## TEXTO FUENTE
>>>
Parafraseando a Moisés y recogiendo la sentencia del evangelio, podríamos decir: ¡Ojalá todos, cristianos y no cristianos, echaran demonios o combatieran el mal en nombre del bien! Pues, el que así obra está de la parte del bien, es decir, está de la parte de Dios y de su enviado Jesucristo, que vino a este mundo para hacer el bien e implantar el Reino del bien o Reino de los cielos. Pretender impedirlos a estos que sigan obrando el bien porque no son de los nuestros es ponerse en contra de los planes benéficos (y salvíficos) de Dios, que miran a extirpar el mal y a implantar el bien. El que no está (porque no obra) contra nosotros, está a favor nuestro.
Puede parecer un modo muy benevolente (tal vez optimista) de ver las cosas. Teóricamente uno podría no estar contra nosotros, pero tampoco a favor nuestro. Sin embargo, alguien que hiciera algo bueno en nombre de Jesús difícilmente podría hablar después mal de él.
De cualquier modo aquí hay una llamada a acoger la buena acción, proceda de donde proceda, como buena y como suscitada por el Espíritu de Dios, que puede obrar en cualquier corazón humano, que también obra fuera de nuestras fronteras eclesiales o sacramentales. Esto es reconocer que hay bien (y bien suscitado por el Donador de todos los bienes) más allá de las manos “cristianas” o “católicas”, en personas que no son de los nuestros. Aquí resulta que todo el que dé un vaso de agua a alguien, porque sigue al Mesías, no quedará sin recompensa. Confiemos en esta promesa. Demos seriedad a esta palabra, sin quitársela a esta otra: ¡Ay de aquellos que escandalicen a uno de estos pequeñuelos que creen, más les valdría que le encajasen en el cuello una piedra de molino y lo arrojasen al mar!
<<<
## LISTADO DE FILAS
>>>
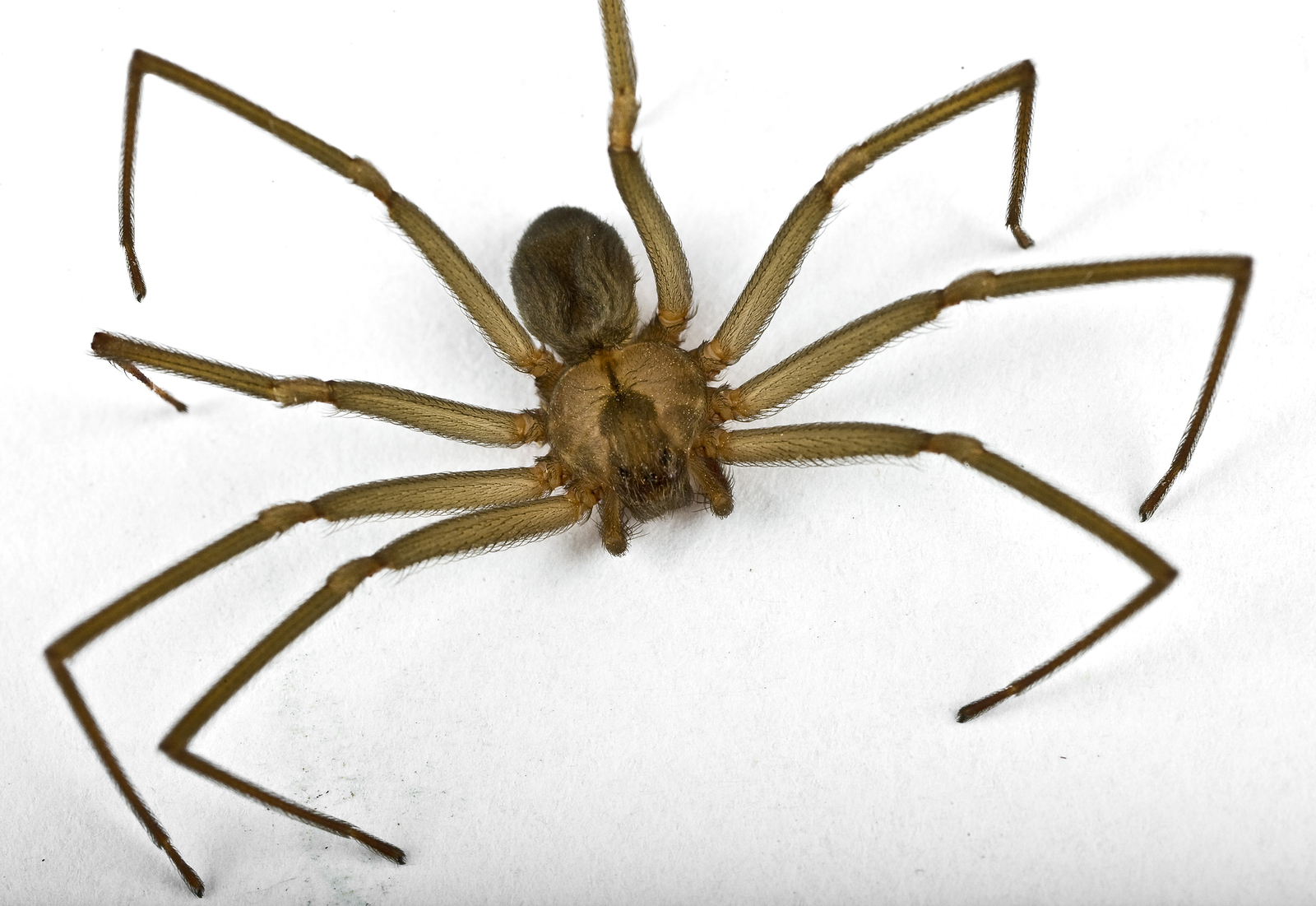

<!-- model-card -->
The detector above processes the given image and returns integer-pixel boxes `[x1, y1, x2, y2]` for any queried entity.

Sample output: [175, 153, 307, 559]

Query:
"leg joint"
<<<
## EJERCICIOS
**A)** Responde a estas preguntas sobre el comentario sobre el evangelio:
(i) ¿Para qué vino Jesucristo a este mundo?
(ii) ¿Qué difícilmente podría hacer después alguien que hiciera algo bueno en nombre de Jesús?
(iii) ¿Qué se promete a todo el que dé un vaso de agua a alguien porque sigue al Mesías?
**B)** Copia literalmente el pasaje del comentario sobre el evangelio que va desde "Puede parecer un" hasta "después mal de él.", ambos incluidos.
**C)** Prosigue el comentario sobre el evangelio a partir de su última frase.

## RESPUESTAS
**A)**
(i) Para hacer el bien e implantar el Reino del bien o Reino de los cielos.
(ii) Hablar mal de él.
(iii) Que no quedará sin recompensa.

**B)**
Puede parecer un modo muy benevolente (tal vez optimista) de ver las cosas. Teóricamente uno podría no estar contra nosotros, pero tampoco a favor nuestro. Sin embargo, alguien que hiciera algo bueno en nombre de Jesús difícilmente podría hablar después mal de él.

**C)**
¿Tan grave es el escándalo? ¿Y qué es escandalizar? Escandalizar es poner un escándalo, esto es, una piedra de tropiezo en el camino del bien o de la salvación de cualquier persona, ya sea fuerte o débil en la fe –aunque los fuertes siempre tendrán más posibilidades de superar el escándalo-: inducir al mal (por ejemplo, a un crimen, un robo o una violación): inducir al pecado, a la incredulidad, a la desesperación, al suicidio. El escándalo siempre incide en otro, en el escandalizado o inducido a hacer el mal, o a vivir a espaldas de Dios, o a pensar que no hay Dios.
El pecado de escándalo nunca se queda en uno mismo; siempre afecta directamente a otro, que suele ser más débil que el que escandaliza, probablemente porque antes ha sido escandalizado. Hay escándalos públicos y masivos que causan gran impacto en muchos; otros escándalos, también masivos, no tienen este carácter, porque no impactan, pero no por eso dejan de contribuir a extender el escándalo o a hacer que los escandalizados continúen viviendo en la mediocridad de un cristianismo sin apenas vida o vitalidad. Tal puede ser la conducta de muchos sacerdotes, que sin ser escandalosa es muy poco ejemplar, porque no trasparenta el estilo de vida de Cristo. Son esos escándalos que podríamos llamar silenciosos.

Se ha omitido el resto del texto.